CONSIGNES D'EXERCICE —
**a.** Répondez à ces questions à partir de l'extrait sur la création de l'homme :
(i) Selon quelle peinture l'homme a-t-il été fait de Dieu ?
(ii) Combien de premiers chapitres de la Genèse sont évoqués ?
(iii) Quels deux animaux ressemblent le mieux à l'homme, l'un pour le dedans, l'autre pour le dehors ?
**b.** Recopiez un passage de l'extrait sur la création de l'homme en commençant aux mots « Selon la peinture » et en vous arrêtant après les mots « in imagine parva. ».

Selon la peinture que nous donne Moyse [2] de l’ouvrage et création du monde (la plus hardie et riche piece que jamais homme a produit en lumière, j’entends l’histoire des neuf premiers chapitres de Genese, qui est du monde nay et renay) l’homme a esté fait de Dieu non seulement après tous les animaux, comme le plus parfait, le maistre et surintendant de tous, ut prœsit piscibus maris, volatilibus cœli, bestiis terræ [3] : Et en mesme jour que des quadrupèdes et terrestres, qui s’approchent plus de luy (bien que les deux qui luy ressemblent mieux sont pour le dedans le pourceau, pour le dehors le singe) mais encores après tout fait et achevé, comme la closture, le sceau et cachet de ses œuvres, aussi y a-t-il empreint ses armoiries et son pourtrait,

Exemplumque Dei quisque est in imagine parva.

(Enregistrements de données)
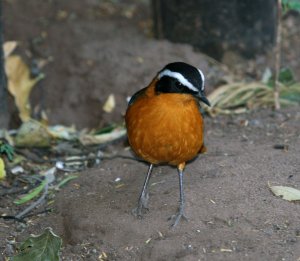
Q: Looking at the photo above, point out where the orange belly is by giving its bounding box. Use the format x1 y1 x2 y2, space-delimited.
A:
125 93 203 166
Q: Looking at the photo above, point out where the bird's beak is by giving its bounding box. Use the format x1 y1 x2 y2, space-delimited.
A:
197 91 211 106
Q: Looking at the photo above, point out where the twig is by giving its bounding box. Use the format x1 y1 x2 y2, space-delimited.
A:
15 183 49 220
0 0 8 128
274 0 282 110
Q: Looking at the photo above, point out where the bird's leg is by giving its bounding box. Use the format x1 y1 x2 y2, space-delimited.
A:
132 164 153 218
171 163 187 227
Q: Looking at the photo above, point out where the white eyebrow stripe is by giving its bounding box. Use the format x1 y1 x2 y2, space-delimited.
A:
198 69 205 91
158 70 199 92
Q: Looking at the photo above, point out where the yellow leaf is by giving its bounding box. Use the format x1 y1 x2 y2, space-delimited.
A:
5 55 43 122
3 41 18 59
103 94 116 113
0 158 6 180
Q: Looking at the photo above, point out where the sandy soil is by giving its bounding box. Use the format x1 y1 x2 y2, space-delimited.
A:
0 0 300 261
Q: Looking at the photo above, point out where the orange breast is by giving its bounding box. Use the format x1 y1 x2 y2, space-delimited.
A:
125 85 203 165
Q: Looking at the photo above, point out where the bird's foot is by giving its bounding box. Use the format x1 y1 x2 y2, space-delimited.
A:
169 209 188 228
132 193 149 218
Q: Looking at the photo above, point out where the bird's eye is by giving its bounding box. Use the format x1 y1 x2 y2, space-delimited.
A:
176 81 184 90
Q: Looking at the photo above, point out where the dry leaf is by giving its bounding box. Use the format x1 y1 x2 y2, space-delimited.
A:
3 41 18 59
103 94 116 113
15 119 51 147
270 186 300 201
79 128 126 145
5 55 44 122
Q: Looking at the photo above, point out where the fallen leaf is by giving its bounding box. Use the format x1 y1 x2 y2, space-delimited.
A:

LISTE DES RÉPONSES —
**a.**
(i) Il s'agit de la peinture que donne Moyse de l'ouvrage et de la création du monde.
(ii) Neuf premiers chapitres de la Genèse sont évoqués.
(iii) Le pourceau lui ressemble le mieux pour le dedans, et le singe pour le dehors.

**b.**
Selon la peinture que nous donne Moyse [2] de l’ouvrage et création du monde (la plus hardie et riche piece que jamais homme a produit en lumière, j’entends l’histoire des neuf premiers chapitres de Genese, qui est du monde nay et renay) l’homme a esté fait de Dieu non seulement après tous les animaux, comme le plus parfait, le maistre et surintendant de tous, ut prœsit piscibus maris, volatilibus cœli, bestiis terræ [3] : Et en mesme jour que des quadrupèdes et terrestres, qui s’approchent plus de luy (bien que les deux qui luy ressemblent mieux sont pour le dedans le pourceau, pour le dehors le singe) mais encores après tout fait et achevé, comme la closture, le sceau et cachet de ses œuvres, aussi y a-t-il empreint ses armoiries et son pourtrait,

Exemplumque Dei quisque est in imagine parva.